Page:
=-=-=-=-=
All three officers were on duty during stand-to and stand-down – from 3.15 to 4.15 am in the early morning and from 9.30 to 10.30 in the later evening …

In addition to these two periods of standing-to, each officer in turn did a long watch and a short watch during every twenty-four hours. The three long watches of about twenty-four hours ran from morning stand-down at 4.30 am to 8.30 am; from 8.30 am to 12.15 pm; and from 12.30 to 5.30 pm The short watches were mounted during the evening period from 5.30 pm to stand-to at 9.30 pm This evening period of three hours was divided into three short watches of about an hour and a half for each officer, thus making an evening meal, taken in turn, possible.

On the different days of the tour, I did long and short watches at different times. The best of the long watches was the first of the day, after the early morning stand-down. In fine weather it was good to see the sun rising and enjoy the cold air … The night watches, though not longer than an hour and a half, could be tribulating because of the longing for sleep. For the sentry to fall asleep on duty was regarded as a serious crime. For an officer to be found asleep on duty was
a fortiori
about the last word. I had not properly known till this tour how intense could be the craving for sleep. It could seem almost irresistible. If you leaned against the side of the trench for more than a short moment, your consciousness would insidiously and insensibly dissolve. Your brain seemed to melt and you slid down into the region of unstable mists. When you felt yourself to be in danger of slithering into this state, you welcomed a noise of war – a shell or a rifle bullet which roused you.
=-=-=-=-=
Extracted material:
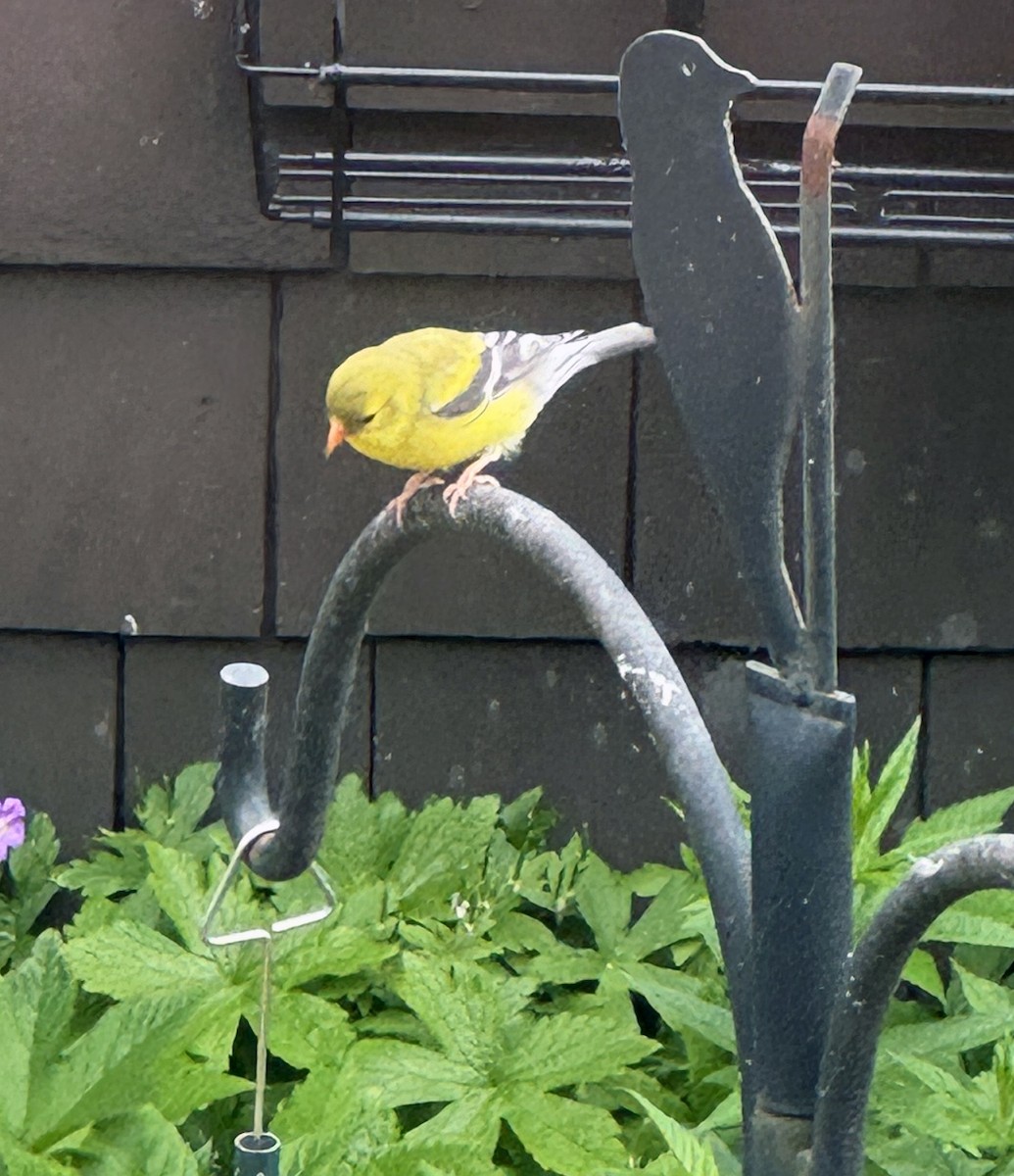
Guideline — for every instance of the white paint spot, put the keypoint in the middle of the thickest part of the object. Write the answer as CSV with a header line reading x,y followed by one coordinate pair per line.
x,y
664,686
925,867
855,462
959,629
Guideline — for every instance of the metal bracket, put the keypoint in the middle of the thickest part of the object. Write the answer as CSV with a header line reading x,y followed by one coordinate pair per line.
x,y
245,844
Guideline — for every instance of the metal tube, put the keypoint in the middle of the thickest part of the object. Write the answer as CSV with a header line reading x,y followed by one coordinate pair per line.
x,y
820,591
801,848
607,83
695,770
872,974
257,1155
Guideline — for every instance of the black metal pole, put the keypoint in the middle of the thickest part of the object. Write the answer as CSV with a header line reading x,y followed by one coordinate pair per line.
x,y
801,846
697,775
872,973
802,735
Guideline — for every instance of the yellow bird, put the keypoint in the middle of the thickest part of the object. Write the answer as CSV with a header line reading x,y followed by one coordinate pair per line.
x,y
432,399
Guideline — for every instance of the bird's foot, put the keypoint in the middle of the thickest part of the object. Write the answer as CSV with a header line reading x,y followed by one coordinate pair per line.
x,y
411,487
455,493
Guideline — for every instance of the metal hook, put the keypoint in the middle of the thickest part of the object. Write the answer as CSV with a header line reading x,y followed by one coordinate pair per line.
x,y
244,845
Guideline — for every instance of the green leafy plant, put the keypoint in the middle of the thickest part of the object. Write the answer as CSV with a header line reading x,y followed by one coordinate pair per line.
x,y
479,1004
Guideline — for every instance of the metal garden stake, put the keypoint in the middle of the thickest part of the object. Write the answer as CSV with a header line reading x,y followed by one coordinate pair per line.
x,y
749,362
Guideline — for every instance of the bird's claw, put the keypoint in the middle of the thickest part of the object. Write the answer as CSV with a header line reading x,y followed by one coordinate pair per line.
x,y
458,491
411,487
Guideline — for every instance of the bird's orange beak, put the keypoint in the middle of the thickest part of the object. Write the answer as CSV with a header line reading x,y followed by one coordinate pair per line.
x,y
335,435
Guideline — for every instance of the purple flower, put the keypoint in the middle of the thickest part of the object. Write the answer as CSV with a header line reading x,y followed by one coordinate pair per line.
x,y
12,824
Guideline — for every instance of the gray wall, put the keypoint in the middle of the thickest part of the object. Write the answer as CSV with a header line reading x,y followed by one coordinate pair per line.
x,y
165,351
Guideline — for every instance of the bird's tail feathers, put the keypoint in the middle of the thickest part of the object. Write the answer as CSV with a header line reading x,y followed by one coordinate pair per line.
x,y
573,354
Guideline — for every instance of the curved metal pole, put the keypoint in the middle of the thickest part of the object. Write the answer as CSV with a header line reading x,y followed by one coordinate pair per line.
x,y
699,780
873,971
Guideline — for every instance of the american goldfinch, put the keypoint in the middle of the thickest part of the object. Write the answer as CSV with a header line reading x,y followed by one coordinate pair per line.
x,y
433,399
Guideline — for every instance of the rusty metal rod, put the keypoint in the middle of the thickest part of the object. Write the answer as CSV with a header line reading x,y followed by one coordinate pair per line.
x,y
820,592
508,80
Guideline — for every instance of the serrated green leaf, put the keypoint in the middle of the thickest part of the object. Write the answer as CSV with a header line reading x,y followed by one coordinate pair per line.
x,y
329,950
36,1004
191,797
104,875
604,899
16,1159
362,836
885,799
306,1030
333,1102
398,1074
944,1035
915,1155
126,959
965,818
569,1048
443,853
683,1003
561,1135
29,867
177,882
141,1141
695,1156
464,1005
474,1116
526,820
115,1065
417,1156
920,969
955,926
662,922
983,995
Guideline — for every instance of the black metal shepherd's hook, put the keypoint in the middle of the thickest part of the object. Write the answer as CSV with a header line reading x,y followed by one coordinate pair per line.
x,y
748,360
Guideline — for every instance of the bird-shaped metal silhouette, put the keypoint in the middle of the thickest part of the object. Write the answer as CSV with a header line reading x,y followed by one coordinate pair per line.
x,y
720,297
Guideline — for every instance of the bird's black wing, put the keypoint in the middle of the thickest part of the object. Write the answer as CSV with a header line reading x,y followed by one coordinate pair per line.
x,y
507,358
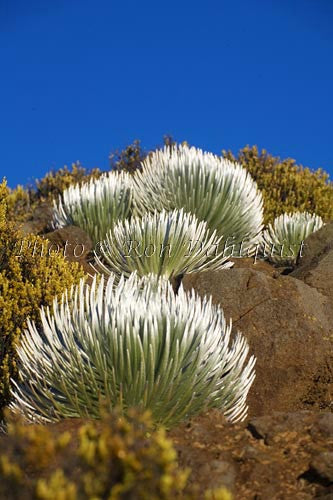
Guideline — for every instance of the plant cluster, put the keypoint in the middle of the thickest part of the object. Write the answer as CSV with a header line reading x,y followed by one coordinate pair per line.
x,y
136,344
168,244
21,201
29,279
283,239
215,190
285,186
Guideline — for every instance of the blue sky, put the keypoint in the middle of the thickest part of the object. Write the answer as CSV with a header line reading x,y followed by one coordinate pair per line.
x,y
80,78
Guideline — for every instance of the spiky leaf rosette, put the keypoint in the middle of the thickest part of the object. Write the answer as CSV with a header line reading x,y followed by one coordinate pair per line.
x,y
134,344
283,239
168,244
216,190
95,206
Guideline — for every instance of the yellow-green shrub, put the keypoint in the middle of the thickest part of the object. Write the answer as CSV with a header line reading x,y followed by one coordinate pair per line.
x,y
285,186
29,278
116,458
21,201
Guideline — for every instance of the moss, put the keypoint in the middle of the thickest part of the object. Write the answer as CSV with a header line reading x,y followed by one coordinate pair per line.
x,y
30,277
285,186
116,458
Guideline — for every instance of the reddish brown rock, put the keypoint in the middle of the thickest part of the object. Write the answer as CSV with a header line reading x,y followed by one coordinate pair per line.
x,y
316,266
289,327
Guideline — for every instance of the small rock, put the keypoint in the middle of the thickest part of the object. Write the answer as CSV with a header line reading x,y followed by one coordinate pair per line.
x,y
322,465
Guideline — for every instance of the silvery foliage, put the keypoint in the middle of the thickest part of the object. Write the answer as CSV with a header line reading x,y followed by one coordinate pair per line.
x,y
215,189
134,344
95,205
282,240
168,244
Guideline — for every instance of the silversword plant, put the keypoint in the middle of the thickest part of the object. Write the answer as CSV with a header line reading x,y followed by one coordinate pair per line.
x,y
136,344
283,240
97,205
168,244
216,190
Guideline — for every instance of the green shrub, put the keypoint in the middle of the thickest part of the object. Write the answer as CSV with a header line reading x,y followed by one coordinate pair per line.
x,y
215,190
116,458
285,186
52,185
129,159
22,201
28,280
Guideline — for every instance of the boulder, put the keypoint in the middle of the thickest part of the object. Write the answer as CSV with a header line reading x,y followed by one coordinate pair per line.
x,y
315,267
280,456
289,327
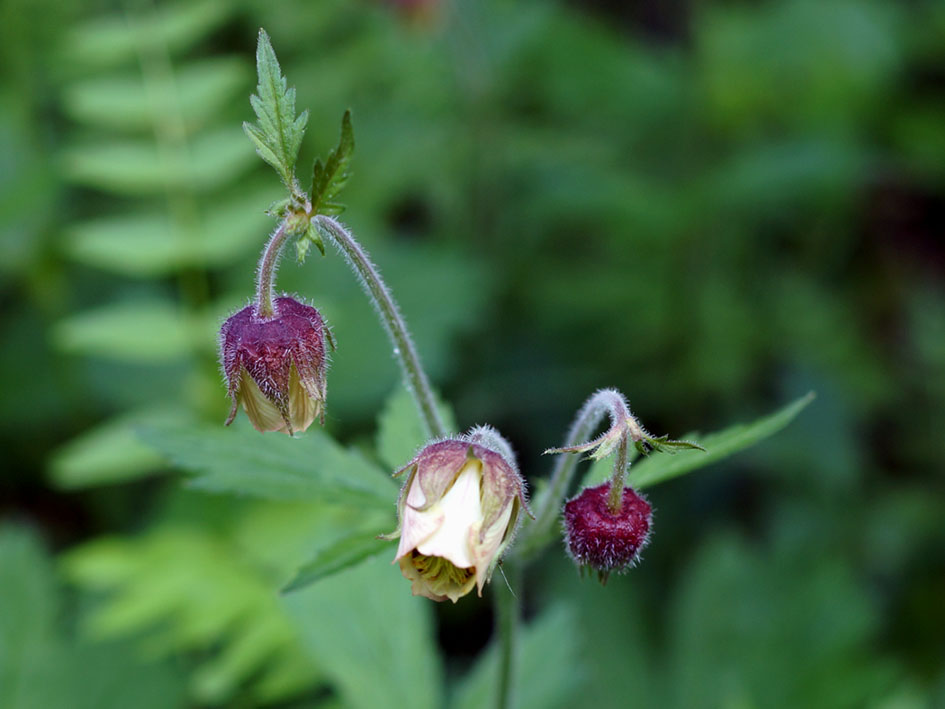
=-=-=-=-=
Answer these from the text on trench duty:
(a) At what hours in the early morning were all three officers on duty for stand-to and stand-down?
(b) Which long watch does the writer call the best?
(c) What was welcomed when someone felt in danger of slipping into sleep?

Correct output:
(a) From 3.15 to 4.15 am.
(b) The first long watch of the day, after the early morning stand-down.
(c) A noise of war, such as a shell or a rifle bullet.